** Opening SOURCE TEXT block **
‘Real Housewives’ Contract Says Producers Can Fictionalize Footage
RadarOnline reported on September 23, 2013 that producers can fictionalize footage, among other things. The following is the report on the “participation agreement” for “extras,” or unpaid participants, of the show.
EXCLUSIVE DOCUMENT: Read The Secret ‘Real Housewives’ Contract
“The rights granted herein shall also include the right to edit, delete, dub and fictionalize the Footage and Materials, the Program and the Advertisements as Producer sees fit in Producer’s sole discretion,” the opening clause in the contract reads.
What’s more, the document reveals how participants agree, from a legal standpoint, that it’s not the fault of the production company if they’re injured, defamed or have “personal, private, surprising, disparaging and embarrassing” details of their life broadcast — even if those humiliating and “unfavorable” details are not true!
Under the stipulations of the five-page standard contract, participants in Housewives — one of the most popular “reality” shows on the air — agree to the 17 terms, including:
- They will not be paid for participating. “I hereby waive any and all rights I may have to any compensation whatsoever.”
** Closing SOURCE TEXT block **
** Opening PROVIDED DATA block **
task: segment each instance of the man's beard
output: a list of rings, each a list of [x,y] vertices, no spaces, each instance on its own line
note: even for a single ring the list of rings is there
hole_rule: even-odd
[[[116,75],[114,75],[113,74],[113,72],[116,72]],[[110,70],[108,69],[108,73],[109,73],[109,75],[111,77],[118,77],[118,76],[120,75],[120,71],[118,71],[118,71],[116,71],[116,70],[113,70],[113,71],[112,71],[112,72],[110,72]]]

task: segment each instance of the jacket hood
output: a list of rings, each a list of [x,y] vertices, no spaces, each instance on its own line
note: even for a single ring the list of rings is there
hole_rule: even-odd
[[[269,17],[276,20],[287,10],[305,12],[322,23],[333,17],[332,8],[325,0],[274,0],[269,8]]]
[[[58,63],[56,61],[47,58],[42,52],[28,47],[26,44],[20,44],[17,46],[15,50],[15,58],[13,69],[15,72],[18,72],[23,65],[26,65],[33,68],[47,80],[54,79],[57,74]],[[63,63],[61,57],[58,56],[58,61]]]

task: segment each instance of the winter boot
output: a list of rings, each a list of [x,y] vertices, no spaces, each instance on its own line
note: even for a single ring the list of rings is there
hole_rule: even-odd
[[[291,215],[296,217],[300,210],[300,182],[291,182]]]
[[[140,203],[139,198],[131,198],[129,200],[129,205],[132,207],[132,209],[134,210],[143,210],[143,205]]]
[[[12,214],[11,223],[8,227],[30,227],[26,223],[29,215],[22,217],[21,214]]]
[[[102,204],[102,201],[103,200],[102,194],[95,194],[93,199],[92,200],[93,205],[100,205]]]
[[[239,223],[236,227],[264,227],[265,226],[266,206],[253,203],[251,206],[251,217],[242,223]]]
** Closing PROVIDED DATA block **
(TASK INSTRUCTIONS)
(1) In the article on the ‘Real Housewives’ contract, reproduce the passage from "EXCLUSIVE DOCUMENT: Read" up to and including "the contract reads.", replacing "Advertisements" with "Promotions".
(2) According to the opening clause quoted in the article on the ‘Real Housewives’ contract, what actions may the Producer take with the Footage and Materials, the Program and the Advertisements? List them all.
The rows play no part in this work.

(WRITTEN ANSWERS)
(1)
EXCLUSIVE DOCUMENT: Read The Secret ‘Real Housewives’ Contract
“The rights granted herein shall also include the right to edit, delete, dub and fictionalize the Footage and Materials, the Program and the Promotions as Producer sees fit in Producer’s sole discretion,” the opening clause in the contract reads.

(2) edit, delete, dub, fictionalize